**ASSIGNMENT**
Give only the number of lines in these records that include "nose".

━━━━━ RECORD EXCERPTS ━━━━━

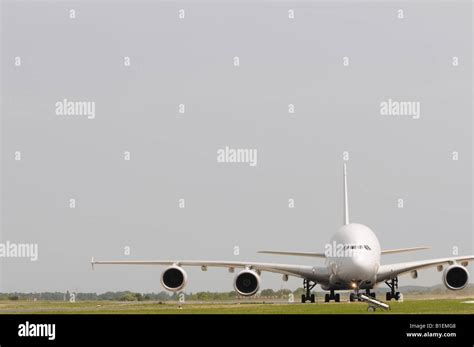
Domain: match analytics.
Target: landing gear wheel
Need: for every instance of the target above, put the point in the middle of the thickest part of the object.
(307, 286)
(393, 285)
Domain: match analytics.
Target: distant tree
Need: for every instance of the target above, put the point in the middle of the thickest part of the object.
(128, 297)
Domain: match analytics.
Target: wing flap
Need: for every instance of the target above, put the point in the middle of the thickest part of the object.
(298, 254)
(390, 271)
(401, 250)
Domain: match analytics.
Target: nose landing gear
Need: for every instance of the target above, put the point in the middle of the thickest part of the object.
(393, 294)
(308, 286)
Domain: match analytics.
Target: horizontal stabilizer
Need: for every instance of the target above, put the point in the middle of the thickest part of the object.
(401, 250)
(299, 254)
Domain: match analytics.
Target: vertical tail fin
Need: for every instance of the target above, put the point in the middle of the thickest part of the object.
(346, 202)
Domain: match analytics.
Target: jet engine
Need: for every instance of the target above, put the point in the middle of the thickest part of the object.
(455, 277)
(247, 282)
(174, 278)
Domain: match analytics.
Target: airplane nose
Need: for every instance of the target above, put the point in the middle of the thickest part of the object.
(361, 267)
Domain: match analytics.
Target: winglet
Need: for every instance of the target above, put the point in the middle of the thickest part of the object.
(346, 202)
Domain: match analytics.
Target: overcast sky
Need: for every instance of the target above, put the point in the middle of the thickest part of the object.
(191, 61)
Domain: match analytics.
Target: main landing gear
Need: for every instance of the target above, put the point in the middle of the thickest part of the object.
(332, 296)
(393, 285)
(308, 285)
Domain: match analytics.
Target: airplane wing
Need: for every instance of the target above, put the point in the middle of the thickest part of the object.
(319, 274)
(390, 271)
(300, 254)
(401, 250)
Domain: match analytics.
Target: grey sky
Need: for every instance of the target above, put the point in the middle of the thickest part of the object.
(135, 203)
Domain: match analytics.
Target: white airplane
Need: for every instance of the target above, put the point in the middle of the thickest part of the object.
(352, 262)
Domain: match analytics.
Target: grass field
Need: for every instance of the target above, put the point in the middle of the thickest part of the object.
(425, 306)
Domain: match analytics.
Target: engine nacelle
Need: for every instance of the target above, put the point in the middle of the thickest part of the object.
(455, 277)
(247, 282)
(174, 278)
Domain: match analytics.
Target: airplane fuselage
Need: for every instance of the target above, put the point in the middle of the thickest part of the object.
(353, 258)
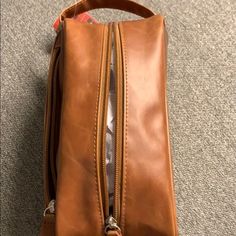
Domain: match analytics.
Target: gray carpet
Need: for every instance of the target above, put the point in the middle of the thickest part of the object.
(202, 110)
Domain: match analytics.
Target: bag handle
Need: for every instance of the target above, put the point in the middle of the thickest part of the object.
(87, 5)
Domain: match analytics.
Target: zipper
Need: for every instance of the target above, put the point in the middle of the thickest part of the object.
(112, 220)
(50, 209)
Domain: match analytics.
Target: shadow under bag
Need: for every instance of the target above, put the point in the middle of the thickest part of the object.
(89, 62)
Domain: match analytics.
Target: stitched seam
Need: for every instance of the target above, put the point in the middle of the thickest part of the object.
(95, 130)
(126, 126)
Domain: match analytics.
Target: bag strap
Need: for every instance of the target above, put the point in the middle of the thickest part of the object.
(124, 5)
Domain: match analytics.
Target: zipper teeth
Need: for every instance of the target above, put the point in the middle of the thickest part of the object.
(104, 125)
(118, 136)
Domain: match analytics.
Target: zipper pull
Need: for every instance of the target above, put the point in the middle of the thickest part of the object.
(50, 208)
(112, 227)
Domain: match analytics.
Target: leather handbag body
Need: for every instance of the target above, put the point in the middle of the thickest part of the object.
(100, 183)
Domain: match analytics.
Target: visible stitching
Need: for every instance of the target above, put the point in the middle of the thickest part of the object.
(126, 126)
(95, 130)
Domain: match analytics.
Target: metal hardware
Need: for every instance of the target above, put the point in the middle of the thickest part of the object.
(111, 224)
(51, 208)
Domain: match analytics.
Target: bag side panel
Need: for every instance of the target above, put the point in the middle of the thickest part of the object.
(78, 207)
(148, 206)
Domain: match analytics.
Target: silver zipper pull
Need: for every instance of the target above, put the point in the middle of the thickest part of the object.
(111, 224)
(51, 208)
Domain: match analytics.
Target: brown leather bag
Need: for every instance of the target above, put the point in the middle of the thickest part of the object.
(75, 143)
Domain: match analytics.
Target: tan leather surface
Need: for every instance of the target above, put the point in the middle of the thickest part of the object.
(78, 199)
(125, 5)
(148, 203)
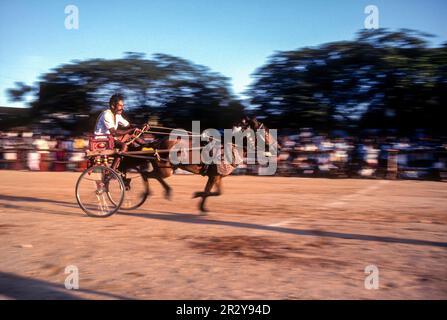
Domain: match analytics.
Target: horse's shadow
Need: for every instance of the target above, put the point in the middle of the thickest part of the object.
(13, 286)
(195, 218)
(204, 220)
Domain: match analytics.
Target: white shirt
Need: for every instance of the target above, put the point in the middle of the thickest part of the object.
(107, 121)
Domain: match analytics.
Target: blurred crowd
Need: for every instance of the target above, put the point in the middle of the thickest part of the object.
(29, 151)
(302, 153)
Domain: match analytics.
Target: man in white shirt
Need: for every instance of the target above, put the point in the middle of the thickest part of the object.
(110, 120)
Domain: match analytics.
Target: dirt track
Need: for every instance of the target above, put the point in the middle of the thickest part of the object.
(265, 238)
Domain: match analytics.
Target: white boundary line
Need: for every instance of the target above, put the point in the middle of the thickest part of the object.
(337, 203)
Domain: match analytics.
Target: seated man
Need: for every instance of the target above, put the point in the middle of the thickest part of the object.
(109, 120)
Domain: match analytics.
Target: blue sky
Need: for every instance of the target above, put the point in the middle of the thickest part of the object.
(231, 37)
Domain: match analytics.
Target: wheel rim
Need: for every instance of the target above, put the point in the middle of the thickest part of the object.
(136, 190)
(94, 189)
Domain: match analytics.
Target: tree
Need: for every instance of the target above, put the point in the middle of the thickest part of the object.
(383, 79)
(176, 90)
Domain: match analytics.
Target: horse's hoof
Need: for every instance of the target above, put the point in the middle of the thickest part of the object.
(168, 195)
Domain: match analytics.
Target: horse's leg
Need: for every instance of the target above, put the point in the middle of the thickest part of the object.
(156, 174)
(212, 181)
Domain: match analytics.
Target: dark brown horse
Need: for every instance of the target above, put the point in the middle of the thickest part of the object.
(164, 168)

━━━━━

**SOLUTION**
2